*WORK TO COMPLETE*: Repeat the entries verbatim.

*SUPPLIED MATERIAL*:
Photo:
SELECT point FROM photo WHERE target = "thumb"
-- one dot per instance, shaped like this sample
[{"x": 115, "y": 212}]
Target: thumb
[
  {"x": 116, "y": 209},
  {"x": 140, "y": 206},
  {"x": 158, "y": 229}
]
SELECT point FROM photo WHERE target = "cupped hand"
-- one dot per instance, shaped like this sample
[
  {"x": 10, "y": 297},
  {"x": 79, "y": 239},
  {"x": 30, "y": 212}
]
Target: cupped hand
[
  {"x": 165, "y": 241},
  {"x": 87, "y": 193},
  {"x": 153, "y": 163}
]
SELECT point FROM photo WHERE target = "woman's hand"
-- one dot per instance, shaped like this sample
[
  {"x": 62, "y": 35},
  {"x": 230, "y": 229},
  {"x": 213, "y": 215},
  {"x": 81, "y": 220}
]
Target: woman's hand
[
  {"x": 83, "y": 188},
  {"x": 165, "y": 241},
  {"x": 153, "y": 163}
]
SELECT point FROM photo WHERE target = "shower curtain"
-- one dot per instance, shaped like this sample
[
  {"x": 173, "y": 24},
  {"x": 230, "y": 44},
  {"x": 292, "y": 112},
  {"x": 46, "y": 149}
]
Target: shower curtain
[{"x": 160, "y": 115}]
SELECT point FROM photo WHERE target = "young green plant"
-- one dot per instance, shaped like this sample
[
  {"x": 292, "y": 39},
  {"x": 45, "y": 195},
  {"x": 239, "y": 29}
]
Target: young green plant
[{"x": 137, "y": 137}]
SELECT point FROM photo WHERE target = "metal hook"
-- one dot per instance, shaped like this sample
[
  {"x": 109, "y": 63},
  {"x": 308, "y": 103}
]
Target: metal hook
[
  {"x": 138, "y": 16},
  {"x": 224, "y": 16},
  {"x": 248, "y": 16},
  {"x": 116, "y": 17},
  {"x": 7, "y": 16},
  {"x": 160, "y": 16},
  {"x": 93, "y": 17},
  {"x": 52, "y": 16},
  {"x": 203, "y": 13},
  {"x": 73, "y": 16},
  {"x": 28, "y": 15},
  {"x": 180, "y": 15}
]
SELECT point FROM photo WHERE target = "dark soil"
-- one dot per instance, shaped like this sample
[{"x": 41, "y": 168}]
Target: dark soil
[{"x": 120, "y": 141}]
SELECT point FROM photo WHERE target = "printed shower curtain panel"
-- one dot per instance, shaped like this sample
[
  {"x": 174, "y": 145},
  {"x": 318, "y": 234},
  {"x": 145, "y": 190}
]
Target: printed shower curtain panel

*RESPONSE TO THE EXERCISE*:
Photo:
SELECT point FROM photo WHERE target = "thumb"
-- one dot per instance, shaped like this sample
[{"x": 115, "y": 212}]
Target: thumb
[
  {"x": 116, "y": 209},
  {"x": 140, "y": 206},
  {"x": 158, "y": 229}
]
SELECT point FROM photo WHERE target = "cupped hand"
-- one dot per instance, shaped like this sample
[
  {"x": 10, "y": 297},
  {"x": 79, "y": 239},
  {"x": 30, "y": 212}
]
Target: cupped hand
[
  {"x": 165, "y": 241},
  {"x": 87, "y": 193},
  {"x": 153, "y": 163}
]
SELECT point FROM photo WHERE target = "woman's hand"
-- one dot per instance, shaped like this sample
[
  {"x": 62, "y": 35},
  {"x": 230, "y": 229},
  {"x": 213, "y": 215},
  {"x": 81, "y": 220}
]
Target: woman's hand
[
  {"x": 83, "y": 188},
  {"x": 165, "y": 241},
  {"x": 153, "y": 163}
]
SELECT point FROM photo WHERE target = "shower curtain"
-- one dot per instance, shaped like this sample
[
  {"x": 173, "y": 24},
  {"x": 230, "y": 44},
  {"x": 292, "y": 112},
  {"x": 46, "y": 149}
]
Target: shower curtain
[{"x": 160, "y": 115}]
SELECT point FROM photo WHERE target = "young green plant"
-- one dot per instance, shaped like this sample
[
  {"x": 292, "y": 39},
  {"x": 45, "y": 195},
  {"x": 239, "y": 29}
]
Target: young green plant
[{"x": 137, "y": 137}]
SELECT point FROM photo WHERE target = "metal hook"
-- one dot per instance, shaped like this sample
[
  {"x": 109, "y": 63},
  {"x": 308, "y": 103}
]
Target: metal hook
[
  {"x": 138, "y": 16},
  {"x": 224, "y": 16},
  {"x": 248, "y": 16},
  {"x": 116, "y": 17},
  {"x": 7, "y": 16},
  {"x": 160, "y": 16},
  {"x": 93, "y": 17},
  {"x": 52, "y": 16},
  {"x": 203, "y": 13},
  {"x": 73, "y": 16},
  {"x": 28, "y": 15},
  {"x": 180, "y": 15}
]
SELECT point FROM photo WHERE target = "dark soil"
-- one dot per instance, shaped like this sample
[{"x": 41, "y": 168}]
Target: dark soil
[{"x": 120, "y": 141}]
SELECT point FROM photo WHERE target = "printed shower curtain panel"
-- one dot per instance, shaped like this sample
[
  {"x": 174, "y": 145},
  {"x": 318, "y": 234},
  {"x": 145, "y": 190}
]
Target: printed shower curtain panel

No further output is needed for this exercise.